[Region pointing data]

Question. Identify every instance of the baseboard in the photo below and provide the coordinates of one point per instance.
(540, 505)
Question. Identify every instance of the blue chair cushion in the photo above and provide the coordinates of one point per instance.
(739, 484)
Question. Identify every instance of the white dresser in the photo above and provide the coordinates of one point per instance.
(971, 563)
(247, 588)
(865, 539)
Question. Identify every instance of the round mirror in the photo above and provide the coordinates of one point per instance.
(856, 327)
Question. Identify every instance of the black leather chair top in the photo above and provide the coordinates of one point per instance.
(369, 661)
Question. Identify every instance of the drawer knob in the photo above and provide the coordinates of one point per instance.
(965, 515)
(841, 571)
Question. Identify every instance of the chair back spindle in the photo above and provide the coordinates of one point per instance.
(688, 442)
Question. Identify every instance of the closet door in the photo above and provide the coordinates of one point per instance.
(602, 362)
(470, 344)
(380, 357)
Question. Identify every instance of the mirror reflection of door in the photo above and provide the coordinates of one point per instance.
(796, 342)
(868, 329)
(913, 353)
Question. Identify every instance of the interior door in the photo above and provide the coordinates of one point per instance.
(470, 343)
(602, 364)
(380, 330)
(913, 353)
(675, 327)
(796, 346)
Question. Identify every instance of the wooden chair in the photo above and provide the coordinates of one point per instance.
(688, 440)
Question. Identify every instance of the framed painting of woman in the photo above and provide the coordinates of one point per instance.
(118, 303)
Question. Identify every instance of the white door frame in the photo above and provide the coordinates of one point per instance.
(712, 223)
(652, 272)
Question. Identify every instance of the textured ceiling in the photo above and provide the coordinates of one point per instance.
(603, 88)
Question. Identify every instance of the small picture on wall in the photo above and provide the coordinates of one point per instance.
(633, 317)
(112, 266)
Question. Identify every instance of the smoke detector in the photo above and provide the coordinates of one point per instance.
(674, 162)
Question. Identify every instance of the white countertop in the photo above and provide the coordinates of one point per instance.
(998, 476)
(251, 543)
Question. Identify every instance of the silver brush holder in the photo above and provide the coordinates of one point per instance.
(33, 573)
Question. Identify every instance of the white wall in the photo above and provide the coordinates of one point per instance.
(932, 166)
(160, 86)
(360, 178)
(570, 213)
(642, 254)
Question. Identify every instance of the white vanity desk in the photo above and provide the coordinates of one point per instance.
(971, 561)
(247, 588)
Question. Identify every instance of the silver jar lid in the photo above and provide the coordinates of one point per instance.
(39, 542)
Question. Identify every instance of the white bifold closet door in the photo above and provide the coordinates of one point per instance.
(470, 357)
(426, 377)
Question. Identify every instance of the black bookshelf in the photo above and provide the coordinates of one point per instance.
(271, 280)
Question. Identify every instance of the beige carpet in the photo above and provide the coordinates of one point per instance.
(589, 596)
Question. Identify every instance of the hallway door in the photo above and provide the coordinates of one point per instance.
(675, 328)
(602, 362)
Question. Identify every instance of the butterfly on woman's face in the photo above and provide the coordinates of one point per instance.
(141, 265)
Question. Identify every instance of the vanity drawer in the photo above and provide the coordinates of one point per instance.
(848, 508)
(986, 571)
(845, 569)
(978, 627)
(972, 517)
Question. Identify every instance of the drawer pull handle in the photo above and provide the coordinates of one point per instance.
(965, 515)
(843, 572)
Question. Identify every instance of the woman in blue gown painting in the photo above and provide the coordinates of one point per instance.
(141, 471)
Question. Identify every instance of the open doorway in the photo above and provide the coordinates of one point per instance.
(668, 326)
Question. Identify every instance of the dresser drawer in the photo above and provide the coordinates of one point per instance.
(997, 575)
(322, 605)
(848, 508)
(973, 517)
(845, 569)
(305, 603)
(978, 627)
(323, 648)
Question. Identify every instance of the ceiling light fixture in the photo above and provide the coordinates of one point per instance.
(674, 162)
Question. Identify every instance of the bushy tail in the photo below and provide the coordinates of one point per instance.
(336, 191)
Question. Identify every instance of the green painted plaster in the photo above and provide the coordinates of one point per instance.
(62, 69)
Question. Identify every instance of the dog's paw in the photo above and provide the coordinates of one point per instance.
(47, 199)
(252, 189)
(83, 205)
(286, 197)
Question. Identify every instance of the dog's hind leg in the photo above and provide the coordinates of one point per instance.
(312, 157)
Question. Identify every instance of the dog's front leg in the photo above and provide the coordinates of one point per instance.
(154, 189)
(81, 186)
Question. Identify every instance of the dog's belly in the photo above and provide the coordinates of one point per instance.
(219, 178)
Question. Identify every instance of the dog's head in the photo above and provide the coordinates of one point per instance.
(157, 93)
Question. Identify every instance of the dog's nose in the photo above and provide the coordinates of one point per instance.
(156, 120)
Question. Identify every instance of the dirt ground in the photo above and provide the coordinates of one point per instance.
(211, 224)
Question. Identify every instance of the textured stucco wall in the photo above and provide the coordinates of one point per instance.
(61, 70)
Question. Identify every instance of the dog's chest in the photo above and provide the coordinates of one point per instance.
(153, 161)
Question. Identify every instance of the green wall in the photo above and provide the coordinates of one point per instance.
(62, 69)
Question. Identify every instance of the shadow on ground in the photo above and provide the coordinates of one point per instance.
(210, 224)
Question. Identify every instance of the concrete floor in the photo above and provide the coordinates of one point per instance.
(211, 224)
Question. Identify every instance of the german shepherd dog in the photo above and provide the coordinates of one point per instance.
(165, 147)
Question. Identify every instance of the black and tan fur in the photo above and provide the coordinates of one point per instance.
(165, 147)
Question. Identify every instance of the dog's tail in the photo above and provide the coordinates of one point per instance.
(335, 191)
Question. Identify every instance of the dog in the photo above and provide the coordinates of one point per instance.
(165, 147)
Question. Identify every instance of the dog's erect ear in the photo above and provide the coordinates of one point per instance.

### Work item:
Repeat all the lines above verbatim.

### Solution:
Question. Identify every instance of the baseboard in the photo below and provide the coordinates of one point per instance.
(540, 505)
Question. Identify every instance of the blue chair cushion in the photo above and provide the coordinates of one point per instance.
(739, 484)
Question. Identify every instance of the white dresser in the photo above and provide the coordinates of one point per instance.
(971, 563)
(247, 588)
(865, 539)
Question. Identify every instance of the round mirror in the photo above and provide the coordinates of one point per instance.
(856, 327)
Question. Identify every instance of the black leather chair top in the photo above and provide the coordinates of one point per instance.
(369, 661)
Question. Identify every instance of the drawer knob in the photo above and provide the coordinates of one point per instance.
(965, 515)
(841, 571)
Question. Identify every instance of the chair back spindle in the photo above and provide the coordinates of one point per instance.
(688, 442)
Question. Identify every instance of the closet door in the photo above and provide the coordinates of one point per instance.
(602, 362)
(470, 344)
(380, 357)
Question. Identify every instance of the mirror reflection of door in the photo above and provide the coordinates of one point per instance.
(796, 342)
(868, 329)
(913, 353)
Question. Identify every instance of the interior door in the photo above and provide the coordinates of one point per instance.
(470, 343)
(602, 364)
(380, 330)
(913, 353)
(675, 327)
(796, 346)
Question. Identify every instance of the wooden chair in the photo above and provide the coordinates of one point per instance.
(688, 440)
Question. Identify every instance of the framed painting of woman in the photo above and provide the coordinates of one point per instance.
(118, 303)
Question. Identify every instance of the white door frame in the photo above and provide the coordinates of one point per instance.
(712, 223)
(652, 272)
Question. Identify every instance of the textured ceiling in the photo above and provide the coordinates of one point per instance.
(603, 88)
Question. Identify every instance of the small picture on wall in the photo above and provide the coordinates of one point per instance.
(633, 317)
(112, 266)
Question. Identify every instance of the smoke detector in the photo above and provide the coordinates of one point per instance.
(674, 162)
Question. Identify every instance of the white countertop in the photo above and provide the coordinates of one point per instance.
(998, 476)
(251, 543)
Question. Identify every instance of the silver brush holder in the photo above and provide the coordinates of one point per instance.
(33, 573)
Question. Identify every instance of the white wall in the photo above and provide the coordinates of one point per instance.
(932, 166)
(160, 86)
(360, 178)
(570, 213)
(642, 254)
Question. Identify every instance of the white vanity desk in the photo above and provide the coordinates of one point per instance.
(971, 561)
(247, 588)
Question. Identify every instance of the silver jar lid in the photo above and provide the coordinates of one point per instance.
(39, 542)
Question. Identify every instance of the white bifold closet door in the photo above and provide the coordinates of one point per instance.
(470, 357)
(426, 377)
Question. Identify every instance of the black bookshelf in the photo above and provide the coordinates of one point per instance.
(271, 280)
Question. Identify every instance of the beige carpet in the photo above and provide the coordinates of one point per instance.
(589, 596)
Question. Identify every instance of the hallway door in the photo above and provide the coordinates of one point per instance.
(675, 328)
(602, 362)
Question. Identify every instance of the butterfly on woman's face in the photo above and provide the coordinates of one point per instance.
(141, 265)
Question. Identify every instance of the vanity drawer in the photo above and provide the coordinates of one point per instance.
(848, 508)
(986, 571)
(845, 569)
(978, 627)
(972, 517)
Question. Identify every instance of the drawer pull handle in the photo above and provide the coordinates of one point per instance.
(965, 515)
(843, 572)
Question. Identify every instance of the woman in blue gown painting in the photo above and provide the coordinates of one point per instance.
(141, 471)
Question. Identify every instance of the open doorway in the photo above and provide the coordinates of one point per instance.
(668, 326)
Question. Identify every instance of the dresser drawer in the photo above and provide the coordinates of one point per instance.
(997, 575)
(322, 605)
(848, 508)
(973, 517)
(845, 569)
(305, 603)
(978, 627)
(323, 648)
Question. Identify every instance of the ceiling light fixture in the photo above and provide the coordinates of one point per instance.
(674, 162)
Question. Identify every instance of the bushy tail in the photo below and provide the coordinates of one point per instance.
(336, 191)
Question. Identify every instance of the green painted plaster in the photo above and provide the coordinates of one point per instance.
(62, 69)
Question. Identify every instance of the dog's paw in the photo above and provide the coordinates of one point per instance.
(47, 199)
(252, 189)
(83, 205)
(286, 197)
Question. Identify every instance of the dog's hind leg in the photo above and provide the coordinates of one point per instance.
(312, 157)
Question. Identify every instance of the dog's front leg in the photo above and provide the coordinates of one point per instance.
(154, 189)
(81, 186)
Question. Identify every instance of the dog's belly in the photo above and provide the coordinates of one point per instance.
(219, 178)
Question. Identify every instance of the dog's head in the photo above and provide the coordinates of one point per instance.
(157, 93)
Question. Identify every instance of the dog's nose in the photo above and provide the coordinates of one point per instance.
(156, 120)
Question. Identify every instance of the dirt ground in the photo above and provide the coordinates of one point per instance.
(211, 224)
Question. Identify every instance of the textured stucco wall in the photo above and provide the coordinates of one point per instance.
(61, 70)
Question. Identify every instance of the dog's chest in the photo above and provide the coordinates of one point per instance.
(153, 161)
Question. Identify every instance of the green wall in the photo above and provide the coordinates of one point per instance.
(62, 69)
Question. Identify every instance of the shadow on ground in the photo above and provide the coordinates of one point per instance.
(210, 224)
Question. Identify every instance of the concrete floor in the photo above and provide the coordinates of one point per instance.
(211, 224)
Question. Identify every instance of the german shepherd dog in the photo above and provide the coordinates of one point per instance.
(165, 147)
Question. Identify every instance of the black and tan fur in the photo above and provide the coordinates of one point per instance.
(165, 147)
Question. Identify every instance of the dog's tail in the photo above and provide the coordinates of one point per instance.
(335, 191)
Question. Identify every instance of the dog in the photo above and provide the coordinates of one point per instance.
(165, 147)
Question. Identify every instance of the dog's erect ear in the photo above and provide the coordinates of one point per instance.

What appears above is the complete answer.